Task brief – Starting at the line that has "[pin] red balloon -- one per line" and continuing through the last of the items, rewrite those lines with "stadium" swapped for "arena" and nothing else changed. Omit the pictures from your answer.

Excerpts from point annotation data:
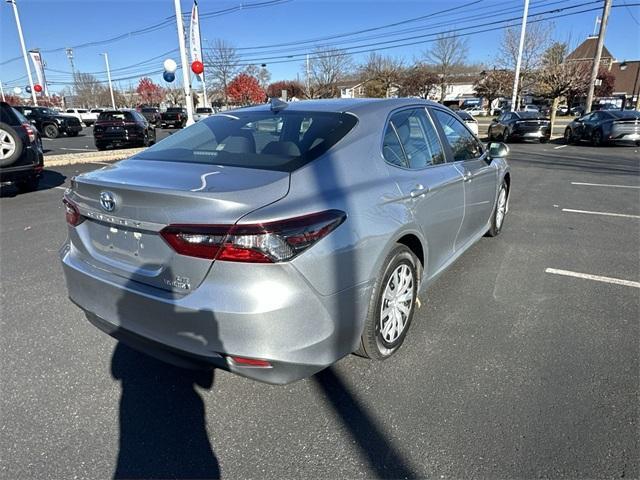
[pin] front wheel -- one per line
(391, 306)
(499, 212)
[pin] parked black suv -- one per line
(21, 156)
(175, 117)
(152, 114)
(50, 123)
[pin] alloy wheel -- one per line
(397, 302)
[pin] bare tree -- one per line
(222, 62)
(327, 67)
(261, 73)
(418, 81)
(494, 84)
(447, 55)
(536, 42)
(558, 78)
(380, 73)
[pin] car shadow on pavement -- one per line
(381, 455)
(162, 416)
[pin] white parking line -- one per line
(608, 214)
(597, 278)
(603, 185)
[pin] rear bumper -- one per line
(268, 313)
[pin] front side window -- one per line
(417, 138)
(462, 142)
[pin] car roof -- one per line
(340, 105)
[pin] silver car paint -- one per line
(302, 315)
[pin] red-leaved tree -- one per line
(245, 90)
(150, 93)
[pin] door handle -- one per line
(419, 191)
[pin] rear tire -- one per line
(596, 139)
(51, 131)
(568, 136)
(392, 305)
(500, 211)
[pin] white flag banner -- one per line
(36, 58)
(194, 36)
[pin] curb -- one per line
(89, 157)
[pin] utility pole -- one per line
(308, 80)
(516, 79)
(106, 61)
(185, 65)
(596, 60)
(24, 50)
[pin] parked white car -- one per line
(202, 112)
(85, 116)
(476, 111)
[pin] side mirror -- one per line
(498, 150)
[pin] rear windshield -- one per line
(115, 116)
(282, 141)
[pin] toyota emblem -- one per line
(108, 201)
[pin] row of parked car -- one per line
(599, 128)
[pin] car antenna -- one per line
(278, 105)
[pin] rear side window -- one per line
(416, 144)
(281, 141)
(462, 142)
(115, 116)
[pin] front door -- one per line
(479, 175)
(430, 187)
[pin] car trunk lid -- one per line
(149, 195)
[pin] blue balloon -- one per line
(169, 76)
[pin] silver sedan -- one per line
(272, 241)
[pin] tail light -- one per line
(257, 243)
(72, 213)
(30, 132)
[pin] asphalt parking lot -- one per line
(522, 362)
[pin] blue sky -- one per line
(55, 24)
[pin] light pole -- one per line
(516, 77)
(24, 50)
(596, 60)
(106, 61)
(185, 65)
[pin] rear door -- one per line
(431, 188)
(479, 175)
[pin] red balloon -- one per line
(197, 67)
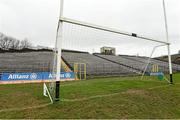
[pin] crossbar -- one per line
(72, 21)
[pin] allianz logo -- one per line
(32, 76)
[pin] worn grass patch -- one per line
(117, 97)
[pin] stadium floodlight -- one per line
(59, 39)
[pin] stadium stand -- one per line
(96, 64)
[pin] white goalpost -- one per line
(59, 40)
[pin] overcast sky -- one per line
(37, 20)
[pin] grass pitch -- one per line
(117, 97)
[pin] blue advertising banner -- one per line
(35, 76)
(157, 74)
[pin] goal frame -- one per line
(59, 39)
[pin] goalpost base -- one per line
(171, 79)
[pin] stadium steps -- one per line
(136, 70)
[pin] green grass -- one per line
(117, 97)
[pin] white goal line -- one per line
(76, 22)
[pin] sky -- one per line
(37, 21)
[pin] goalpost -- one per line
(59, 40)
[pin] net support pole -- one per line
(59, 48)
(168, 46)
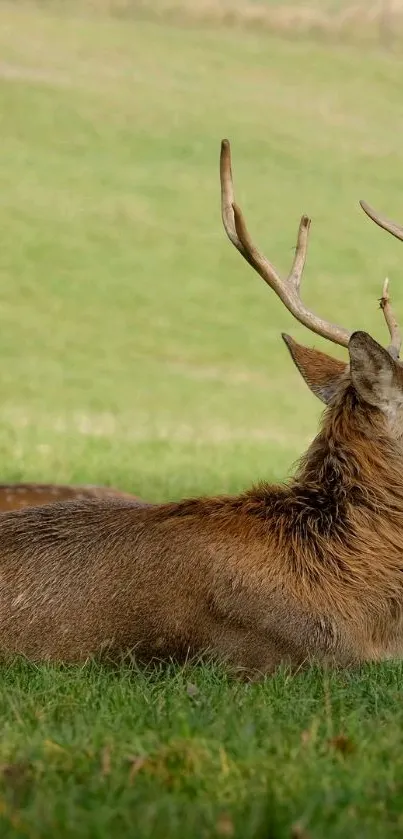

Result of the exercise –
[pin] red balloon -- one per line
(197, 67)
[pin] crossbar -- one per line
(72, 21)
[pin] allianz logo -- one per line
(32, 76)
[pin] worn grass patch -- one per line
(117, 97)
[pin] arena floodlight -- one per line
(59, 39)
[pin] arena stand -- one per line
(96, 64)
[pin] white goalpost -- one per line
(59, 40)
[pin] overcast sky -- one per line
(37, 20)
[pin] grass pitch -- one per line
(117, 97)
[pin] blue advertising banner -- one per line
(35, 76)
(157, 74)
[pin] goal frame -- one per line
(59, 39)
[pin] goalpost base -- one per line
(171, 79)
[pin] arena steps -- one per line
(136, 70)
[pin] green grass -- one per line
(117, 97)
[pin] white goal line -- one per line
(76, 22)
[pin] sky -- one per line
(37, 21)
[pin] goalpost -- one per line
(59, 40)
[pin] net support pole -- one per line
(59, 48)
(168, 46)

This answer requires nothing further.